- _Work order A_:
Answer these questions from the article about the IIM-B case study on Cyrus Mistry's ouster:
(i) What was the title of the first Tata case, written in 2010?
(ii) Which company does the article name as a conventional conglomerate?
(iii) Which issues will the case under development focus on?
- _Work order B_: Extend the article about the IIM-B case study on Cyrus Mistry's ouster, starting after its final sentence.

- _Excerpt_:
------------

08 November 2016 15:43:15 IST

IIM-B Prof readies case on Mistry ouster

Cyrus Mistry

J Ramachandran, professor of corporate strategy, says case will focus on ownership and managerial rights

J Ramachandran, Professor of Corporate Strategy and Policy at IIM Bangalore, has embarked on his third case study on the Tata group — this time on the ouster of Cyrus Mistry as Chairman of Tata Sons. Prof Ramachandran and his co-authors had earlier written two cases on the Tata Group: the first, titled Leading the Tata Group: Ratan Tata’s Years , written in 2010 (and since revised thrice) and the second: Leading the Tata Group: Cyrus Mistry Years , written in August this year, a couple of months before his ouster!

After news broke on his ouster, Prof Ramachandran felt this move too was deserving of a case study that can be taught in B-schools. “In the case under development we plan to focus on the issues related to ownership rights and managerial rights: in a listed firm, the former does not automatically afford the latter!”

Group different from conglomerate

In the two Tata cases, Prof Ramachandran demonstrated the distinction between a business group (like the Tata Group) and a conventional conglomerate such as GE. The cases also focussed on the challenges of leading a business group.

------------

- _Information provided_:
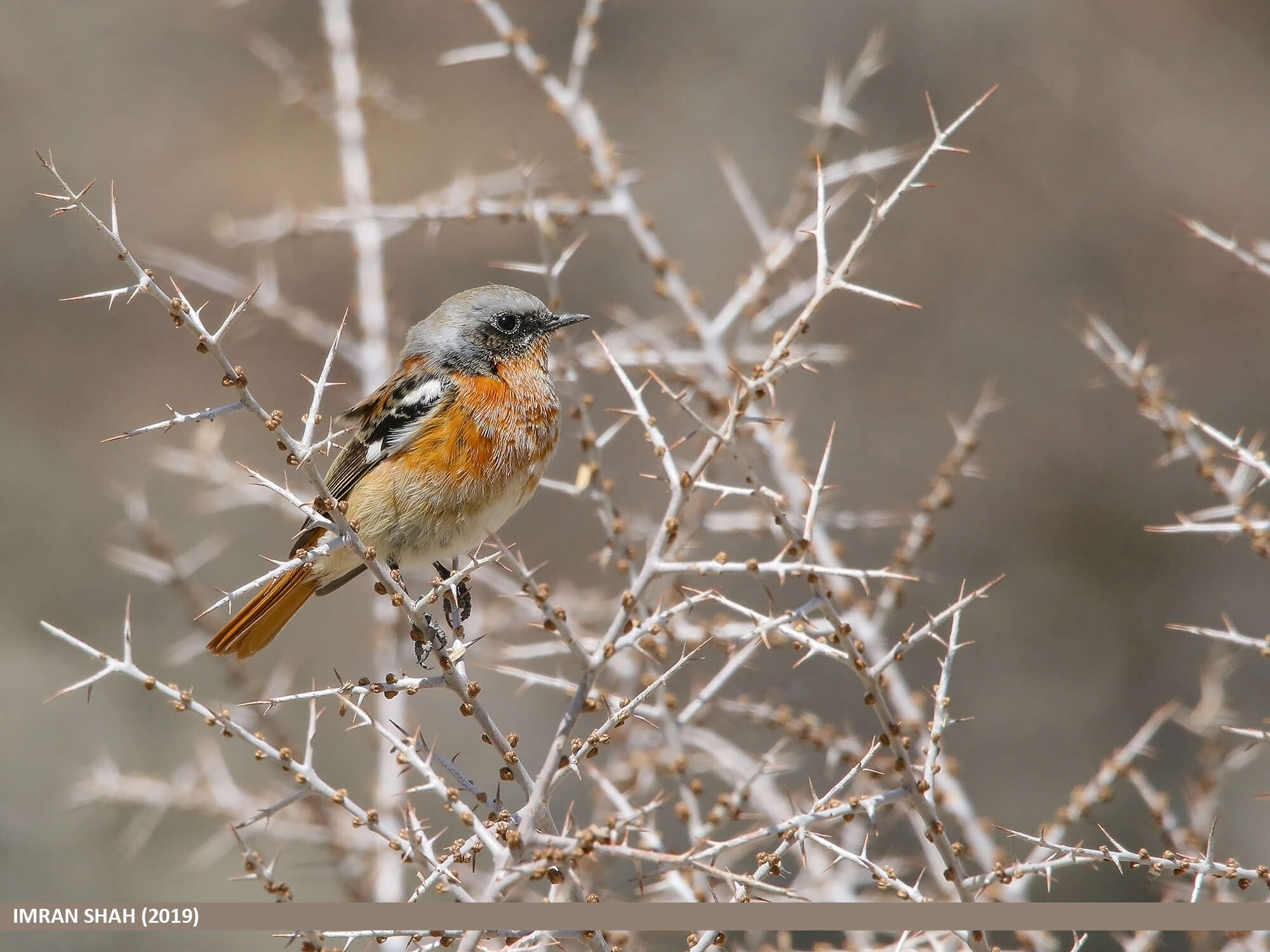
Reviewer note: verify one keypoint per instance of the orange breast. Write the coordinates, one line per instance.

------------

- _Response box A_:
(i) Leading the Tata Group: Ratan Tata's Years
(ii) GE
(iii) The issues related to ownership rights and managerial rights

- _Response box B_:
“The contentious ouster of Cyrus Mistry reinforces our arguments in class that a business group is not a conglomerate —  a distinction that is often missed. It is widely diversified like a conglomerate but not organised like one! For instance, the job of the Group Chairman of the Tata Group is not the same as that of the Chairman/CEO of GE because the latter (GE) is a single legal entity in which all the businesses of a diversified portfolio like (aerospace, medical, lighting) are housed; whereas the Tata Group is a “collection” of legal entities (Tata Steel, Tata Motors, Tata Chemicals are all separate companies) each with a relatively focused portfolio.”

Consequently, argues the Professor, if Chairman/CEO of GE was to be fired by the board of GE, he automatically loses control over all the businesses! Whereas in the case of Cyrus Mistry, he continues to be Chairman of the various legal entities — Tata Steel, Tata Motors, Tata Global, India Hotels — unless the boards of these companies individually “oust” him from that position. This has played out exactly as Prof Ramachandran explains in the recent board meeting chaired by Mistry, where the independent directors of IHCL backed him and expressed full confidence in Mistry’s performance.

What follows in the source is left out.